§ **PAGE EXTRACT**:
Fingers crossed that I can get everything sorted out in time for my November holiday…

4 comments ↓
God Ruth, it sounds like a total nightmare. Dealing with the government can sometimes be straight out of Kafka.
Hope you get it sorted in time…
I’m sure things will work out. I’ll feel a lot more comfortable once I get my parents certificate in hand.
But I think it’s time for me to go cough up the money and apply for my own citizenship certificate….
Dear Ruth,
I googled passport nightmares and found this! And your advise for the gov’t is right on the mark. They need to map out the experience and consider writing an instruction booklet with references to each section on what is or is not acceptable.
I just became a citizen on 2 Oct. and found out on the 6th that I need to go home (Florida) because my mother is gravely ill. I picked up the application, got the pictures, had a lovely woman complete the guarantor section, took the form in for the interview and found that she had not filled in her birthday. Also I had filled in my name (’cause it’s an easy one to mess up and I only had one form). Rejected! She didn’t fill in her birthday and no one but the guarantor can fill in anything in the guarantor section. Okay, it says @ the top, to be filled in by the guarantor. But then the interviewer says to have her fill in the “0″ before any single digit dates. Now that is not in the instructions and no where on the form.
So, being good and knowing I can’t fake her handwriting, I make the 45 minute drive back to her town with a new form, which she starts to fill out in blue ink! “Oh, no”, I say. “It must be in BLACK INK.” She carefully writes over the blue ink in black and we check each box is filled where needed.
Next day (day 3 of this drama now), I take it back to the P.O. And again, REJECTED! Why? Because she over-wrote the first section in black. “What’s wrong with that?” I say. “She should have initialled it”, he says. Now THAT instruction is no where on the form or in the instructions. But he’ll call and check with passport dept. No, they tell him, she should have crossed it out and re-written in the blanks left. So now I have two corrections that should have been made by the guarantor and NO INSTRUCTIONS ON THESE CORRECTIONS IN WRITING ANYWHERE IN THE FORM’S INSTRUCTIONS!
I asked where is the direction for these corrections. No cogent answer. Now I’m pissed off. My mom is dying in Florida and we’re quibbling about blue and black ink and the passport experts can’t even agree on how the overwriting error should have been corrected.

§ **WORK TO COMPLETE**:
1 - Repeat everything in the passport thread from "I just became" down to "on the form.".
2 - Answer these questions from the passport thread:
(a) On what date did the commenter who writes "Dear Ruth" become a citizen?
(b) How long is the drive back to the guarantor's town?
(c) What color of ink must be used on the form?
The items after this point come from a separate source.

§ **DATASET CONTENT**:
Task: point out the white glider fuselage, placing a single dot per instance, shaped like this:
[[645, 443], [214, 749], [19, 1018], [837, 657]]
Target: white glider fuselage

==

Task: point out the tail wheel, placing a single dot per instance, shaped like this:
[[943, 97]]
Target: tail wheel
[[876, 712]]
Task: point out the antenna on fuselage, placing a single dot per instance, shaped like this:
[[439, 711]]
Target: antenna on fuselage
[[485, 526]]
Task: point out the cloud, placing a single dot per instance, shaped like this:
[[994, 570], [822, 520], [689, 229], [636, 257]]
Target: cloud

==

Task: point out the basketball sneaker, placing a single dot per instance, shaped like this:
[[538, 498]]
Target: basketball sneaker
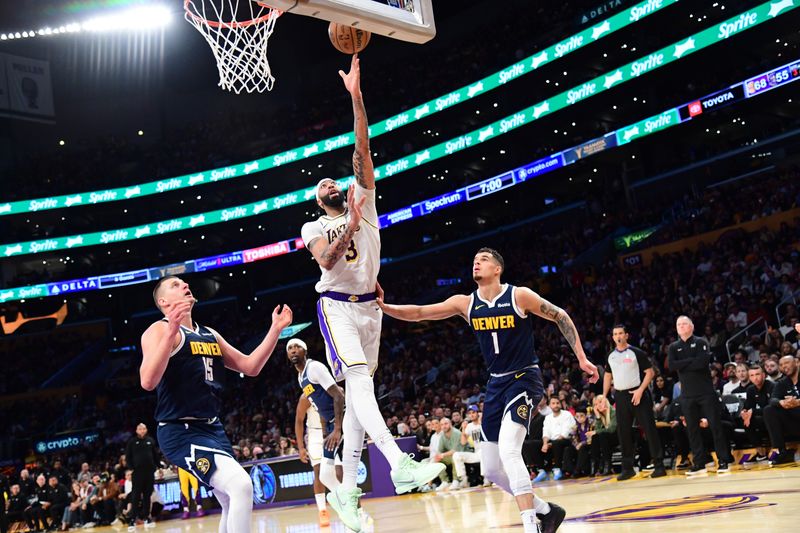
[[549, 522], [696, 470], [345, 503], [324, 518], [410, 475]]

§ **RESULTS FOR THE EXERCISE**:
1 -
I just became a citizen on 2 Oct. and found out on the 6th that I need to go home (Florida) because my mother is gravely ill. I picked up the application, got the pictures, had a lovely woman complete the guarantor section, took the form in for the interview and found that she had not filled in her birthday. Also I had filled in my name (’cause it’s an easy one to mess up and I only had one form). Rejected! She didn’t fill in her birthday and no one but the guarantor can fill in anything in the guarantor section. Okay, it says @ the top, to be filled in by the guarantor. But then the interviewer says to have her fill in the “0″ before any single digit dates. Now that is not in the instructions and no where on the form.

2 -
(a) 2 Oct.
(b) 45 minutes
(c) Black